(Spatial annotation records)

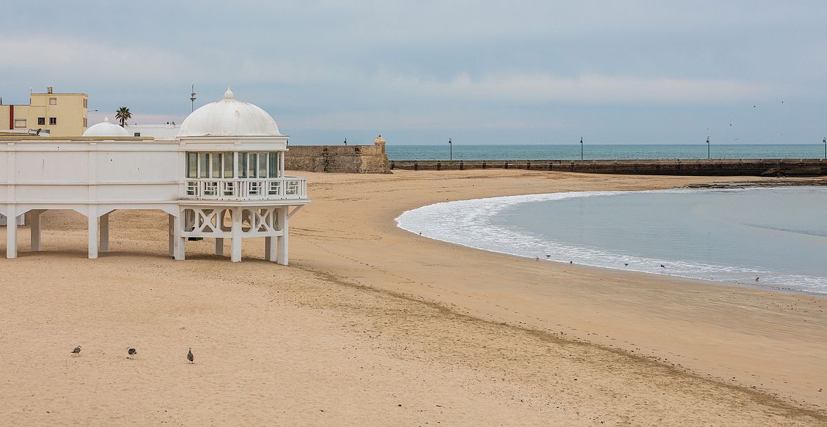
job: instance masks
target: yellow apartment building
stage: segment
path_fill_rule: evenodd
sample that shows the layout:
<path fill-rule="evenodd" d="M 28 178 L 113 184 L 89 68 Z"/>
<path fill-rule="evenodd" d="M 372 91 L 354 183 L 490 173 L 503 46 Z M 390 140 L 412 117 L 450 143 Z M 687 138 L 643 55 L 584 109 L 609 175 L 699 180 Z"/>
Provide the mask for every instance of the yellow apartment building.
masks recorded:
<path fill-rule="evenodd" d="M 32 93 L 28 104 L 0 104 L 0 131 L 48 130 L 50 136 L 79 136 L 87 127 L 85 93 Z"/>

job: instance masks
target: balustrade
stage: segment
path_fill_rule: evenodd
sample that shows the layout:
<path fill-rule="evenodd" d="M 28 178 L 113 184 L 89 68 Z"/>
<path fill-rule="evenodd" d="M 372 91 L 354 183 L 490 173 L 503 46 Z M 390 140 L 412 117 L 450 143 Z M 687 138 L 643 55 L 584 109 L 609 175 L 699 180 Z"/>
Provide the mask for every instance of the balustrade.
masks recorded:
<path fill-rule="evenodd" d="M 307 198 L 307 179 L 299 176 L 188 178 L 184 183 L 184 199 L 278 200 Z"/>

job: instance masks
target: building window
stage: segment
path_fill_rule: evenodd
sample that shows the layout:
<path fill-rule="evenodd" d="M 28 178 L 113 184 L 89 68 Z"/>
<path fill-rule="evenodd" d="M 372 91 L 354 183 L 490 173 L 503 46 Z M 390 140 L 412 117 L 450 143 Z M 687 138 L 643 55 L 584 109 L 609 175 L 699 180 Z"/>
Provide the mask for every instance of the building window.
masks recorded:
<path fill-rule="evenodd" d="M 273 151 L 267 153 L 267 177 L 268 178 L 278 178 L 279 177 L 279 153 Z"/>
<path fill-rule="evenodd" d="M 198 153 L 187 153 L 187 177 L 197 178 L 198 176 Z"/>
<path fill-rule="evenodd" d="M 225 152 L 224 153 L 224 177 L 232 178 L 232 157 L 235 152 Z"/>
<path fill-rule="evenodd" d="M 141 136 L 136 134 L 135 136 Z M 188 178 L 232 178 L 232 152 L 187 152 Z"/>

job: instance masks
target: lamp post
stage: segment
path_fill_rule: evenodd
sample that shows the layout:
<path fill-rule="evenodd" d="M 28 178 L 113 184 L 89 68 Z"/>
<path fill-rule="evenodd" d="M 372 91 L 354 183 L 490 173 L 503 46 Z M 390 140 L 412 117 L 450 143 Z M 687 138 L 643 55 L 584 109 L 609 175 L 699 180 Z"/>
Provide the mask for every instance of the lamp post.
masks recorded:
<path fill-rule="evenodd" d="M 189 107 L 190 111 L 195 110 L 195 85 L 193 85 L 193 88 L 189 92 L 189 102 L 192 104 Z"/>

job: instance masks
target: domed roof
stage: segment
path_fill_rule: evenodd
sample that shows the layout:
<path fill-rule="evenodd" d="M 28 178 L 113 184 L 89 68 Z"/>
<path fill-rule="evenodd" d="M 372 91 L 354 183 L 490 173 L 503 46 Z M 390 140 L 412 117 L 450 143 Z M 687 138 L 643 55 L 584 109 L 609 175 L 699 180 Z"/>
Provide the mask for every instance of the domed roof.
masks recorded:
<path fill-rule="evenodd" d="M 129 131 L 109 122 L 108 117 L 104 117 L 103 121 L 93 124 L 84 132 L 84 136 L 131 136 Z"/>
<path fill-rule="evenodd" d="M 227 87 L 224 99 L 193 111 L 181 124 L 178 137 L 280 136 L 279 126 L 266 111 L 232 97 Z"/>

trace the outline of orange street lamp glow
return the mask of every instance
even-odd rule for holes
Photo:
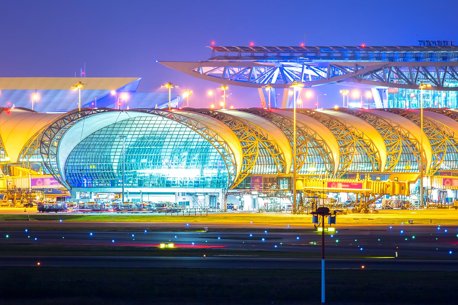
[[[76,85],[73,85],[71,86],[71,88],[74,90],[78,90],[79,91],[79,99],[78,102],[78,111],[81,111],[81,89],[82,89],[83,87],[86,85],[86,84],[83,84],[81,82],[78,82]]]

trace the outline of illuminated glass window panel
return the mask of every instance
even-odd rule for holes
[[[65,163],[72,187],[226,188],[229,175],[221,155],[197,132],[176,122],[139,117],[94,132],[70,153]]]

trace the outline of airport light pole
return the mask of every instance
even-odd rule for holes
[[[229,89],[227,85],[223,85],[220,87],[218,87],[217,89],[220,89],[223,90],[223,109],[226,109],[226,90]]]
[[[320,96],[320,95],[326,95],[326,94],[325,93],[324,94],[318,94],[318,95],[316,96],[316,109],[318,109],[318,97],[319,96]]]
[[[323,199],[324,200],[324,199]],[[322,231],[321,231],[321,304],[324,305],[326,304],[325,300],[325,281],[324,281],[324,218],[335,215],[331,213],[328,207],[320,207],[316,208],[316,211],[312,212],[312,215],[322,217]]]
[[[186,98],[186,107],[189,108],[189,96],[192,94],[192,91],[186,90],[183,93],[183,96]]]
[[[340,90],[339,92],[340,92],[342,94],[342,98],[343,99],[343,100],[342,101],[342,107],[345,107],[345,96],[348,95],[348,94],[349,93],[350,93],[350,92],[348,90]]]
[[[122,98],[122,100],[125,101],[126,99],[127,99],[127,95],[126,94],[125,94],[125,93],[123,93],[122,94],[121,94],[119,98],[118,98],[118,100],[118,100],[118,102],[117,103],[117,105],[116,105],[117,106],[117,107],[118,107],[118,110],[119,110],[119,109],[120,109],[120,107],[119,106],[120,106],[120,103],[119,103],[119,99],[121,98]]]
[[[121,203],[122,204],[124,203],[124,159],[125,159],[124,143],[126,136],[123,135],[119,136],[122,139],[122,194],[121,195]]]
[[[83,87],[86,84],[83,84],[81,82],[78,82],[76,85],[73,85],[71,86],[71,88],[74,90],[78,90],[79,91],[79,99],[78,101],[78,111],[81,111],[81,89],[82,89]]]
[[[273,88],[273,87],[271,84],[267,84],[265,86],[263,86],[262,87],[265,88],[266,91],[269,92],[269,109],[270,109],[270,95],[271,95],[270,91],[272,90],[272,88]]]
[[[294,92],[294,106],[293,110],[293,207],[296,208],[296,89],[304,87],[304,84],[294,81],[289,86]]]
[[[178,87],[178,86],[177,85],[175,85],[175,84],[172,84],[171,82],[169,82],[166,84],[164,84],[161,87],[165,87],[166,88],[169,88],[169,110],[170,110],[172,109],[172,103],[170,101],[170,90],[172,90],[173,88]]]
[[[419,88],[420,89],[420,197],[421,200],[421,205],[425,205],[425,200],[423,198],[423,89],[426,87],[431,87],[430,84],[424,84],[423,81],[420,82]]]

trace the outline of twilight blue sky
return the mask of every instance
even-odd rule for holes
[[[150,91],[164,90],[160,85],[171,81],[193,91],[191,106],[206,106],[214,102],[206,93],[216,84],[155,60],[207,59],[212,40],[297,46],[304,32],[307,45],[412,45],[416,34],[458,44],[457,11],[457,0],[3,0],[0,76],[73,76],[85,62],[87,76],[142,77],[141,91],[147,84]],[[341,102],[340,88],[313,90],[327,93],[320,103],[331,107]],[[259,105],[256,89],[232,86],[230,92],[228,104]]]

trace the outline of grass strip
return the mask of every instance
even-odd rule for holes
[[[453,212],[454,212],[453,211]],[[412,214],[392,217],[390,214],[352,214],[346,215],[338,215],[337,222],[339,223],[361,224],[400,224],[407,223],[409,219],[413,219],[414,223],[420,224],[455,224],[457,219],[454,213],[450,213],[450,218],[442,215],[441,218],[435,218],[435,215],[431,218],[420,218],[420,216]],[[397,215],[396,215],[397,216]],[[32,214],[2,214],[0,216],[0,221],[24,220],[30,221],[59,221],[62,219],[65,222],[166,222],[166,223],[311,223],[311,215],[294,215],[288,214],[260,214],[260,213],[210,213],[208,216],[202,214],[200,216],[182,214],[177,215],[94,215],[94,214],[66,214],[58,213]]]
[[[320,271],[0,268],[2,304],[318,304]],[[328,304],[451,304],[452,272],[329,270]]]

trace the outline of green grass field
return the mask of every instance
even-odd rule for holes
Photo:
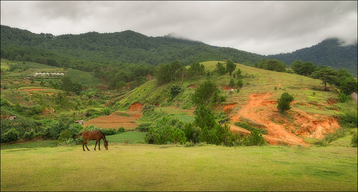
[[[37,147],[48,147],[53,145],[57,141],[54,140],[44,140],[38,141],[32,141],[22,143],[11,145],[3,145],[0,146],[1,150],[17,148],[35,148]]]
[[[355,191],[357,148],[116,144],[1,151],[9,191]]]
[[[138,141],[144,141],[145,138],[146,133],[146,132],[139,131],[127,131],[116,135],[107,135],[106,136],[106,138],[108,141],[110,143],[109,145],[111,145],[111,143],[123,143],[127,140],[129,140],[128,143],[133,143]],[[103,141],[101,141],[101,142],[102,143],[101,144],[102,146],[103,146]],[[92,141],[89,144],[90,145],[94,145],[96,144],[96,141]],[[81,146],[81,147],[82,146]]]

* * *

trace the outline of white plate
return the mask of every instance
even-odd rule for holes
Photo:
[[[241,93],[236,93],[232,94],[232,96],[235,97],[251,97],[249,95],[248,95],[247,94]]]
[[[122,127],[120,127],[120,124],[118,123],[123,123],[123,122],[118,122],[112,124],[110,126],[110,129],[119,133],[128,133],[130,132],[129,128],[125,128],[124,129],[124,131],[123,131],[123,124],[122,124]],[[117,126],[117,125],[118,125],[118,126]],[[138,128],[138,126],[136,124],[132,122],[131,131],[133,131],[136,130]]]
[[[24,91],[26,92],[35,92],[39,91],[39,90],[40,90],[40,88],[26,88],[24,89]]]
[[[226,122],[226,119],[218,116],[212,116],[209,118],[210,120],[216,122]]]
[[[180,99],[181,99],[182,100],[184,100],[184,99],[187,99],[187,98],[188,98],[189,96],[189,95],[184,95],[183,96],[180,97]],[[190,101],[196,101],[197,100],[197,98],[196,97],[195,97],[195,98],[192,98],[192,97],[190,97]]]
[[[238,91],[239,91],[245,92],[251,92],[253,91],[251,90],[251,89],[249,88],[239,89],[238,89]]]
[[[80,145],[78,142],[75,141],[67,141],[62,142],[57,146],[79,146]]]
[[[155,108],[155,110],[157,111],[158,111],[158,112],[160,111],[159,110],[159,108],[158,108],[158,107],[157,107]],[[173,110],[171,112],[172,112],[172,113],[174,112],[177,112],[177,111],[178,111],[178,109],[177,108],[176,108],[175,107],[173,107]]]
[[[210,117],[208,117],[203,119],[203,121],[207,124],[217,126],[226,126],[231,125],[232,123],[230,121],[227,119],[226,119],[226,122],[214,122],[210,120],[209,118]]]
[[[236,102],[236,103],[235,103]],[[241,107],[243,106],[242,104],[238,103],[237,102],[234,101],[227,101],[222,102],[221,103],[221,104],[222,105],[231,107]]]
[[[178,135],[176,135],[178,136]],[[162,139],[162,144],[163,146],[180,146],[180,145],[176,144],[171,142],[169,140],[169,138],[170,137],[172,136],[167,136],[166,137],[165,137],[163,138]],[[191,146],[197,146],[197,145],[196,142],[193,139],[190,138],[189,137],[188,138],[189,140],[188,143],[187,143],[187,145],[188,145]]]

* * *

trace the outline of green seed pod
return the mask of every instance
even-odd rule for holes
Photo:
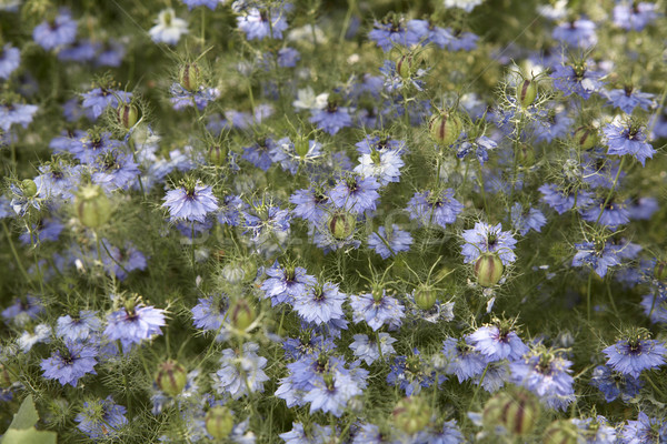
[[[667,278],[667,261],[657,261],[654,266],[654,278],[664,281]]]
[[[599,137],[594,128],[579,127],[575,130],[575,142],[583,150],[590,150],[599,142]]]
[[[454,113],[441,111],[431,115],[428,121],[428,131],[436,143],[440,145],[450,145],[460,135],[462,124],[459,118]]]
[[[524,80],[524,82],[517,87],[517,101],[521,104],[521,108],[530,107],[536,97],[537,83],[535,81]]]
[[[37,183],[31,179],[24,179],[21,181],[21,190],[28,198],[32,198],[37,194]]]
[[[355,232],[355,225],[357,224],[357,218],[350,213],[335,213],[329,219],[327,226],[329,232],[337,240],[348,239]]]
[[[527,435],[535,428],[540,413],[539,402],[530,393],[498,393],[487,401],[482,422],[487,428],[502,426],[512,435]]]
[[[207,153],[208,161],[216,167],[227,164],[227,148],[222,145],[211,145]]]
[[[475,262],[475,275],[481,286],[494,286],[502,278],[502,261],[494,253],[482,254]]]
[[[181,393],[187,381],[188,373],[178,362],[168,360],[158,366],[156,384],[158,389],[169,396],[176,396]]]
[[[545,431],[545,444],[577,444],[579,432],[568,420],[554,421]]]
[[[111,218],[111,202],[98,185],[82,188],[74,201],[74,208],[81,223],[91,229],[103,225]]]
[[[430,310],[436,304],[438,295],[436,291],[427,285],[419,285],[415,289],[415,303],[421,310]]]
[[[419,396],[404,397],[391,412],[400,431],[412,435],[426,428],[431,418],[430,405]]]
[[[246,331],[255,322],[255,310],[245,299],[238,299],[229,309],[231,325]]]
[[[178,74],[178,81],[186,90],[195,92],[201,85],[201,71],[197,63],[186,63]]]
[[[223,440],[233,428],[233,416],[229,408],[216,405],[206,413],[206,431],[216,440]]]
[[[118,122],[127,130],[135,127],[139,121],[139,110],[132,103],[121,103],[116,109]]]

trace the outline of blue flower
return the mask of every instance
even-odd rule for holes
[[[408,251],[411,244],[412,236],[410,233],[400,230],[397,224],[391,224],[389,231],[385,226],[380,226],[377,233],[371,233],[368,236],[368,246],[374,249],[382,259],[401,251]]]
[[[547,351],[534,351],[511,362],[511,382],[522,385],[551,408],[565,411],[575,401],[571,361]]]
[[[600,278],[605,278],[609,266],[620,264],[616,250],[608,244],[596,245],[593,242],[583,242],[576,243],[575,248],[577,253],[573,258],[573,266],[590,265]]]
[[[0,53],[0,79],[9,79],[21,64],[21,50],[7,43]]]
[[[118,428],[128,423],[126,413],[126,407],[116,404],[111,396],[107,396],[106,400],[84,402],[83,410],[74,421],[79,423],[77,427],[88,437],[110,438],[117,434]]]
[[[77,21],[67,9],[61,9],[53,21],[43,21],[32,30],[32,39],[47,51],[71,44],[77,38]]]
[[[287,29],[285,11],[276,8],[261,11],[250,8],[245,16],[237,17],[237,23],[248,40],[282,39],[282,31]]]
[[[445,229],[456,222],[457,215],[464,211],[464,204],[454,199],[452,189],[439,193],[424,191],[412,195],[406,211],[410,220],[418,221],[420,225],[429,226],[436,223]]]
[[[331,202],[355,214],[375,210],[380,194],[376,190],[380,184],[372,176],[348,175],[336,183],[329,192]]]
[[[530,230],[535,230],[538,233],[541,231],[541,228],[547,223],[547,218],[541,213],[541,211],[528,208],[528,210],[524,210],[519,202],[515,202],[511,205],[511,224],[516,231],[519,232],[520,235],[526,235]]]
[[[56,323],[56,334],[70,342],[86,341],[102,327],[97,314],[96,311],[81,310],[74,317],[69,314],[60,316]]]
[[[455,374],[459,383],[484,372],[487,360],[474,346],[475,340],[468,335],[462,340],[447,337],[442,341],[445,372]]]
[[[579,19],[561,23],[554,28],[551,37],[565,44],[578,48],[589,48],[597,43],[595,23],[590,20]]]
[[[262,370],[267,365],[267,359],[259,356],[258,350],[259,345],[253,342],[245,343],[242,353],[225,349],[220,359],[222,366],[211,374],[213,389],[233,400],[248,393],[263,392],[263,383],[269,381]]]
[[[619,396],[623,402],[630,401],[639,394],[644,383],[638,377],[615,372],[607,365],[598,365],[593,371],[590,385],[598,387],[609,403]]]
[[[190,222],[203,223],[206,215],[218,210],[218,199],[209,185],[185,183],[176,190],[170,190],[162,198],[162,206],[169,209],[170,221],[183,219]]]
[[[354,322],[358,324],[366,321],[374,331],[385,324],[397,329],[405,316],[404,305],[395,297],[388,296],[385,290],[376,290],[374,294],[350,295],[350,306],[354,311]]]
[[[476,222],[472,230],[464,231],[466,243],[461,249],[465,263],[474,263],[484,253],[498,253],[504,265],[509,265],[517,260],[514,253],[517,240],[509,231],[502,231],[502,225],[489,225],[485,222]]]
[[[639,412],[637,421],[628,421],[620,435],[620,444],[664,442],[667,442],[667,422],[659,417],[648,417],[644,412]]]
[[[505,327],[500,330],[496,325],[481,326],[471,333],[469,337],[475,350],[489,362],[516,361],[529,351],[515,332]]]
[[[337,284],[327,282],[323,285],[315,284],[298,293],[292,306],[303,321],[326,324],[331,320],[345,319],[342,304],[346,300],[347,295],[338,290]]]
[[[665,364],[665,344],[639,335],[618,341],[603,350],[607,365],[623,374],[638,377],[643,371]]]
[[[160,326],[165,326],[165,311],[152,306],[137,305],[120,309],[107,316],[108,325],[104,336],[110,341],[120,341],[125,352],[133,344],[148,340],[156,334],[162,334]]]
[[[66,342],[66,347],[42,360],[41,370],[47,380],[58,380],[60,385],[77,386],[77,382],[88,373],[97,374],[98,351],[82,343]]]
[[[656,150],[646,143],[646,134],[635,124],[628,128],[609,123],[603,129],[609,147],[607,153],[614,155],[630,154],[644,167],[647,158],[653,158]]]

# THE PROBLEM
How many lines in the records contain the string "trace"? Match case exactly, and reply with the count alone.

# ANSWER TO THIS EXERCISE
9